EXERCISE INPUT Start Marker
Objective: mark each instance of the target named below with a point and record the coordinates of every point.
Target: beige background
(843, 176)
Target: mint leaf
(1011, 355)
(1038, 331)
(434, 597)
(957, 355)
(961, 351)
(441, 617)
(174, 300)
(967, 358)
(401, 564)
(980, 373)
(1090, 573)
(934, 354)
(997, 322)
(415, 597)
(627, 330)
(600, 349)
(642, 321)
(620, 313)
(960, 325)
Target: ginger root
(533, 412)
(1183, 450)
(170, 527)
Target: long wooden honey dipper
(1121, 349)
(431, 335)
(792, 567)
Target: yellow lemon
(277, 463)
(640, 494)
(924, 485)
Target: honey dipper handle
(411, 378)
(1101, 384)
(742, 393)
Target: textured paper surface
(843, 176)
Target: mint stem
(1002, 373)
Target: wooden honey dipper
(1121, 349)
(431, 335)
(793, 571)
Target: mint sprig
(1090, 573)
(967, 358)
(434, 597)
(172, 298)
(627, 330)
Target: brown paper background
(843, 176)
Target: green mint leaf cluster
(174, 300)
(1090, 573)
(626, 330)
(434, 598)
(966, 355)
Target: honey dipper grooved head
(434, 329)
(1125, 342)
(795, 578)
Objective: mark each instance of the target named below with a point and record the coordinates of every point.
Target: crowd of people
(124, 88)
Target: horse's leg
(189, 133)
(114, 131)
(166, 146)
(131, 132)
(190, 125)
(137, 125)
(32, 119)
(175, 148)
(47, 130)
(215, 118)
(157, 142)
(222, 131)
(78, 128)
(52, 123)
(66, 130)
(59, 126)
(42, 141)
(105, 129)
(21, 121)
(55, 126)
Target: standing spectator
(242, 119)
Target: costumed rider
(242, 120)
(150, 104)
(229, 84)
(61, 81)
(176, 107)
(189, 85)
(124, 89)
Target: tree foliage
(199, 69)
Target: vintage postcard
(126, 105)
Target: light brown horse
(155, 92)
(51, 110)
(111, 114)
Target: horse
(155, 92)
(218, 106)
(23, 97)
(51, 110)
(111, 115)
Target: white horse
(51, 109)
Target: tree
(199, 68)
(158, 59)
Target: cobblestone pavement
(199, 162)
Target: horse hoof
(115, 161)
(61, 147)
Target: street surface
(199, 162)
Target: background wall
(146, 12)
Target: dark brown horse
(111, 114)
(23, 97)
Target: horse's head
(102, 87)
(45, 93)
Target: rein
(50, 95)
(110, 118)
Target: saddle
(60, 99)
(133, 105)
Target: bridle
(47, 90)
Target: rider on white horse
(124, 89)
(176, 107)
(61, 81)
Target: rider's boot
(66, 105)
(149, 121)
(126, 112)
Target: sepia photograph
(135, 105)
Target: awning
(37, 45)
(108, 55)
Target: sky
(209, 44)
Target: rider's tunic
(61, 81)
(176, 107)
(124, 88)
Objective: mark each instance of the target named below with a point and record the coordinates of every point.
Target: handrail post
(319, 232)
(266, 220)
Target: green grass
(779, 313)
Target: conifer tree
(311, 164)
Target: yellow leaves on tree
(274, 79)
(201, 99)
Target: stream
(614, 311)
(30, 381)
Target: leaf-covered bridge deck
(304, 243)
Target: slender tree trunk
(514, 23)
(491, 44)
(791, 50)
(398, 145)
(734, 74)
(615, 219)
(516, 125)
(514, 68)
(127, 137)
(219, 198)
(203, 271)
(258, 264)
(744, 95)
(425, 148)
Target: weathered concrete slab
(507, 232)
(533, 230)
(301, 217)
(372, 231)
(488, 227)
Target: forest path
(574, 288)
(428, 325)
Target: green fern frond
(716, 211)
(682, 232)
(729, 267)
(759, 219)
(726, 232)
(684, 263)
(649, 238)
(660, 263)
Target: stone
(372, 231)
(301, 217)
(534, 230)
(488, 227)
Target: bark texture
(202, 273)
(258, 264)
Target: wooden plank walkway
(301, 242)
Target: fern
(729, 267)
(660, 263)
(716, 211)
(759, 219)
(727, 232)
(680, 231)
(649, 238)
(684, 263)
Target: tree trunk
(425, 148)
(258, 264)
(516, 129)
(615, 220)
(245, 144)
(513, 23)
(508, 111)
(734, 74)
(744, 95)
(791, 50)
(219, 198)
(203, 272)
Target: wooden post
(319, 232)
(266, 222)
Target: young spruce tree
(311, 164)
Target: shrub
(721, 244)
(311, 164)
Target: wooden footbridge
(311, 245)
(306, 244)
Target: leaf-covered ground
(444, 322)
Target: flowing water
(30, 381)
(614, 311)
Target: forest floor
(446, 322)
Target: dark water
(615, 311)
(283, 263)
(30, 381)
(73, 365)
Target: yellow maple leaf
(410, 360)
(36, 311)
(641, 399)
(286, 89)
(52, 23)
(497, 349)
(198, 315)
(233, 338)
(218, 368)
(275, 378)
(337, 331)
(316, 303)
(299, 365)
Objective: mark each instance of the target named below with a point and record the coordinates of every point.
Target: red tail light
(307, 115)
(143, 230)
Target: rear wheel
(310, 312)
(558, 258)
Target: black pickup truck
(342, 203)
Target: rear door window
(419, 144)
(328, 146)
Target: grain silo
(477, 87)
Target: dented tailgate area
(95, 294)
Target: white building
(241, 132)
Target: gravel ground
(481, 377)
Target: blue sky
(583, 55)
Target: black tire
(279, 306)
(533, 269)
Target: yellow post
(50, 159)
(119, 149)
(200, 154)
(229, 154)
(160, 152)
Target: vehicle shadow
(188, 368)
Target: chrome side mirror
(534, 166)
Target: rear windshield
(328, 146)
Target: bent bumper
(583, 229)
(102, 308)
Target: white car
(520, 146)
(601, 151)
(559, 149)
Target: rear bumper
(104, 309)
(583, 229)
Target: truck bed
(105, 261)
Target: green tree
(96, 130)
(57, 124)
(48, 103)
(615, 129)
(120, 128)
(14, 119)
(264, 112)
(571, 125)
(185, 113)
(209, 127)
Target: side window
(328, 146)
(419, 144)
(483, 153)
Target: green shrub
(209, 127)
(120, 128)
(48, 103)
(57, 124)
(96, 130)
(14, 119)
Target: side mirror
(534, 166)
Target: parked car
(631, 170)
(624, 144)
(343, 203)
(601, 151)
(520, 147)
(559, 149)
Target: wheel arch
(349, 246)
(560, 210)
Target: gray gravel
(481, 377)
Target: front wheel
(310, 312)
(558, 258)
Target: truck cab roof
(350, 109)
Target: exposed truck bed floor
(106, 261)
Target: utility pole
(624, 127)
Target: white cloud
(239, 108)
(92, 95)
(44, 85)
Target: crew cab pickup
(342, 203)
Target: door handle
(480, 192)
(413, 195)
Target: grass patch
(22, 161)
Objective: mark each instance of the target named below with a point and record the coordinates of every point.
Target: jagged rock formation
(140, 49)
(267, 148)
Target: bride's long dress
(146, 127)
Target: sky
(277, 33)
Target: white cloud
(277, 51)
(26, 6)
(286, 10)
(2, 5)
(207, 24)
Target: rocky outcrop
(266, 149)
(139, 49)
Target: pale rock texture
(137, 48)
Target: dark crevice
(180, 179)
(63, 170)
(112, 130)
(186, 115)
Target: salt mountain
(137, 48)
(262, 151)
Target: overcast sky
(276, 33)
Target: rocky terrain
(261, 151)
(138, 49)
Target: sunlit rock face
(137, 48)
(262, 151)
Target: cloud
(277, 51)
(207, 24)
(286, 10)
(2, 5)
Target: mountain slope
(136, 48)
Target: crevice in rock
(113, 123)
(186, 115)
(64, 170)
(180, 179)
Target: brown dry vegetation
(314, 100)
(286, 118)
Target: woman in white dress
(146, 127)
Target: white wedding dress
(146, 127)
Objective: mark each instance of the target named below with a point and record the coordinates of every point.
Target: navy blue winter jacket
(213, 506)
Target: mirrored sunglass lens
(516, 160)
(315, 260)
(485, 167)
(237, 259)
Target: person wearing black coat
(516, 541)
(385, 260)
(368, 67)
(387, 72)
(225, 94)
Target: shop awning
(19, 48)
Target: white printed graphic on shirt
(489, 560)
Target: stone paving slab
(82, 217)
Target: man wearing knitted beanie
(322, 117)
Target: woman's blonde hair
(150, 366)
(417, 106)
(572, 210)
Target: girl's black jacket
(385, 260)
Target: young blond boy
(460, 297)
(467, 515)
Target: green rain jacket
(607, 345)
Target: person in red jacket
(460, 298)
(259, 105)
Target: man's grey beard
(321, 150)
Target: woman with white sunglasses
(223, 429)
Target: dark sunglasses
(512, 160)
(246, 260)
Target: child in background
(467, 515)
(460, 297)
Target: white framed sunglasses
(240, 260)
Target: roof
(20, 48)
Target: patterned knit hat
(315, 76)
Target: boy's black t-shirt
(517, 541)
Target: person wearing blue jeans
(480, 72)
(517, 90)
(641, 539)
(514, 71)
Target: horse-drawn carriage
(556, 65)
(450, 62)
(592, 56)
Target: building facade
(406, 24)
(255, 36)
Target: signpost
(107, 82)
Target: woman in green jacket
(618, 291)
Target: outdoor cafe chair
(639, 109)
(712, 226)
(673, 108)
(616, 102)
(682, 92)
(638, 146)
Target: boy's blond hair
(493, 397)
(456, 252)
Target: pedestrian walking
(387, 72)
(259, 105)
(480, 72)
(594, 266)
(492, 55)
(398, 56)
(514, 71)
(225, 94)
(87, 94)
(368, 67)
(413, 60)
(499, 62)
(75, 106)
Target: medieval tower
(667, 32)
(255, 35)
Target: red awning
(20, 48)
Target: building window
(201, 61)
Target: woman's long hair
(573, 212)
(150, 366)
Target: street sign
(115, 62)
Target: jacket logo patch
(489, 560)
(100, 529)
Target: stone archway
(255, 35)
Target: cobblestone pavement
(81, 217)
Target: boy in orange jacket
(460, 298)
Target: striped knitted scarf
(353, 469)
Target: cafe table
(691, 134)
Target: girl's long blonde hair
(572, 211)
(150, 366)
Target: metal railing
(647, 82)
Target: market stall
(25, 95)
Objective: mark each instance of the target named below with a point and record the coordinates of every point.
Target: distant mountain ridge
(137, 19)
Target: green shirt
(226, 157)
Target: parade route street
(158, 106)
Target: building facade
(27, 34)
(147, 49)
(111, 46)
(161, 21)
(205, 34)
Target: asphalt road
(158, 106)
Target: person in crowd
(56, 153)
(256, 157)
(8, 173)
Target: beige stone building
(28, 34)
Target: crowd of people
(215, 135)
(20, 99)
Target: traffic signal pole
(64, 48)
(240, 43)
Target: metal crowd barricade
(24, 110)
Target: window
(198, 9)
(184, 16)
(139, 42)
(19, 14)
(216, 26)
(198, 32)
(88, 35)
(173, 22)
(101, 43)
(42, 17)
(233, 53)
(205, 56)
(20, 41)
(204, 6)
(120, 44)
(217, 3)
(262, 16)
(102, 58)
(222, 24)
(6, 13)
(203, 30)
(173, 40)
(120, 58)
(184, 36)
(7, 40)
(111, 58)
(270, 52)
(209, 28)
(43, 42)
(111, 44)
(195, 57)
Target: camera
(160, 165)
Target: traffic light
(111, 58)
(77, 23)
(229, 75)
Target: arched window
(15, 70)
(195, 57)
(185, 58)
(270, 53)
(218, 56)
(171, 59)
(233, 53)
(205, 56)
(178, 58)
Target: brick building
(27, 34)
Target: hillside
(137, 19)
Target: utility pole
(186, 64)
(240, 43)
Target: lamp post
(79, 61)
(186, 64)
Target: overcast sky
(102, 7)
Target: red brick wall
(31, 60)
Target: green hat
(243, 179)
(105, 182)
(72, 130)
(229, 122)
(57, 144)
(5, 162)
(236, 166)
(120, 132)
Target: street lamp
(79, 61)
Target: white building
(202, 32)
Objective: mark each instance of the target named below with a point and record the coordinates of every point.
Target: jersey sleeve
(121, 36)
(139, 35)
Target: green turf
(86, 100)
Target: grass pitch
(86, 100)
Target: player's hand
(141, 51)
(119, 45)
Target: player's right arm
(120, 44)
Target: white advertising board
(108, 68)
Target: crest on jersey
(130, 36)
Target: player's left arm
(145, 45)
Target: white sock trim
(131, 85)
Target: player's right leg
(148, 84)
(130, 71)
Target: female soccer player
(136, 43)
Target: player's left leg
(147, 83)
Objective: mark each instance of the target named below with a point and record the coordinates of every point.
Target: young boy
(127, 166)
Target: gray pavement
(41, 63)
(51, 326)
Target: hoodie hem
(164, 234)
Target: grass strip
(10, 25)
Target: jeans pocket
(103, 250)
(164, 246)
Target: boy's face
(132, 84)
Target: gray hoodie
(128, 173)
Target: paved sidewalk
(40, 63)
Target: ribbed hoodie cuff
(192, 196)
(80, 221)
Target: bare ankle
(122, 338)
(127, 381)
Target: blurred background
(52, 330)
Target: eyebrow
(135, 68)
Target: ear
EXERCISE INPUT End Marker
### THE TASK
When you reach the line that holds "Target: player's left leg", please copy it and every line after it through the end of the listing, exactly and with no other lines.

### RESULT OF THE TASK
Target: player's left leg
(147, 83)
Objective: mark each instance of the target named below with a point and record the coordinates of every point.
Target: young boy
(127, 166)
Target: gray pavement
(41, 63)
(51, 326)
Target: hoodie hem
(164, 234)
Target: grass strip
(10, 25)
Target: jeans pocket
(103, 250)
(164, 246)
Target: boy's face
(132, 84)
Target: gray hoodie
(128, 173)
Target: paved sidewalk
(40, 63)
Target: ribbed hoodie cuff
(192, 196)
(80, 221)
Target: bare ankle
(122, 338)
(127, 381)
Target: blurred background
(52, 330)
Target: eyebrow
(135, 68)
Target: ear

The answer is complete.